_Stated goal A_. Express every line of the records below as a Markdown table with the columns Row and Line, numbering each row and skipping blank lines. Leave the pictures out of the table.
----- Reading text -----
The Minister of Innovation, Science and Economic Development has just released Guidelines on the National Security Review of Investments. The Guidelines are intended to provide information to foreign investors regarding both (i) the national security review process under the Investment Canada Act (the ICA) and (ii) the factors to be considered in determining whether an investment could raise national security issues. 

While Canada’s national security review process is reasonably well-understood by lawyers who practice in the foreign investment review area, the Guidelines provide a concise overview that is accessible to business people. 

The Guidelines also provide a comprehensive (but not exhaustive) list of the factors that will be taken into account when considering whether a proposed investment by foreign entities could raise possible national security concerns. The factors set out in the Guidelines are very broad and include assessing the investment’s impact on:

  1. Canada’s defence capabilities and interests;
  2. The transfer of sensitive technology/know-how outside of Canada;
  3. The research, manufacture or sale of goods/technologies set out in section 35 of the Defence Production Act;
  4. The supply of critical goods and services to Canadians or the Government of Canada;
  5. The enabling of foreign surveillance or espionage;
  6. Canada’s international interests, including foreign relationships; 
  7. The facilitating of illicit activities, such as terrorism, terrorist organizations or organized crime; and
  8. Canada’s critical infrastructure, which encompasses a broad range of activities that could be viewed as being “essential to the health, safety, security or economic well-being of Canadians and the effective functioning of government”.
-----
_Stated goal B_.
Answer these questions from the passage on national security review:
(i) Who released the Guidelines?
(ii) To whom is the concise overview in the Guidelines described as accessible?
(iii) Which section of the Defence Production Act is named in the list of factors?
----- Source records -----
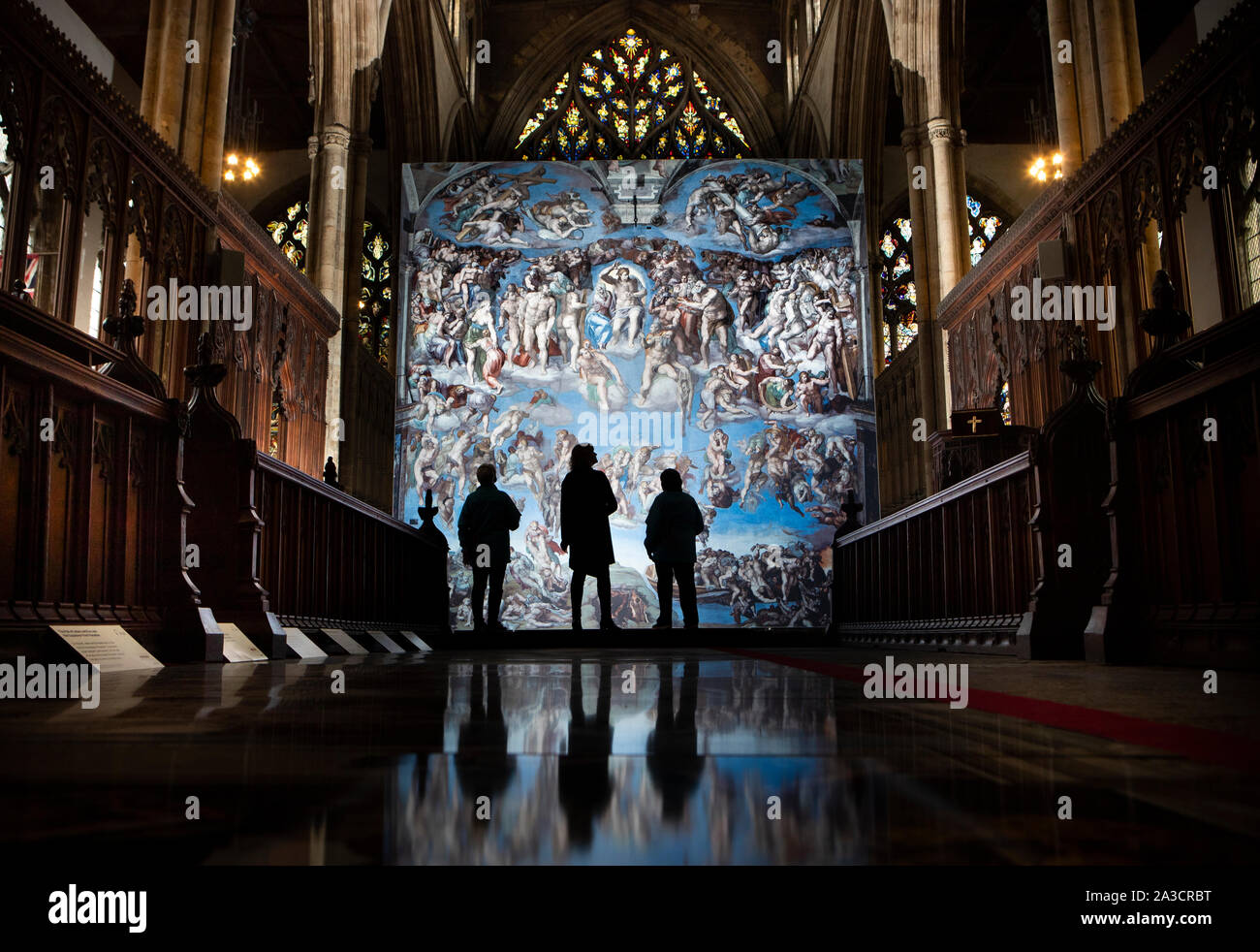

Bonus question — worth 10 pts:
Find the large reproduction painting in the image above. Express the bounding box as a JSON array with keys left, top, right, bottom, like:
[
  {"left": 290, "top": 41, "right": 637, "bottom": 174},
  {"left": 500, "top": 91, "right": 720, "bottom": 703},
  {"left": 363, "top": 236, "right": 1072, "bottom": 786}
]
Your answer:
[{"left": 394, "top": 159, "right": 878, "bottom": 628}]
-----
_Task output A_.
| Row | Line |
|---|---|
| 1 | Bonus question — worth 10 pts: |
| 2 | Find the large reproduction painting in the image above. Express the bounding box as a JSON array with keys left, top, right, bottom, like: |
| 3 | [ |
| 4 |   {"left": 290, "top": 41, "right": 637, "bottom": 174}, |
| 5 |   {"left": 500, "top": 91, "right": 720, "bottom": 703}, |
| 6 |   {"left": 363, "top": 236, "right": 1072, "bottom": 786} |
| 7 | ] |
| 8 | Your answer: |
| 9 | [{"left": 394, "top": 159, "right": 878, "bottom": 628}] |

_Task output B_.
(i) The Minister of Innovation, Science and Economic Development
(ii) Business people
(iii) Section 35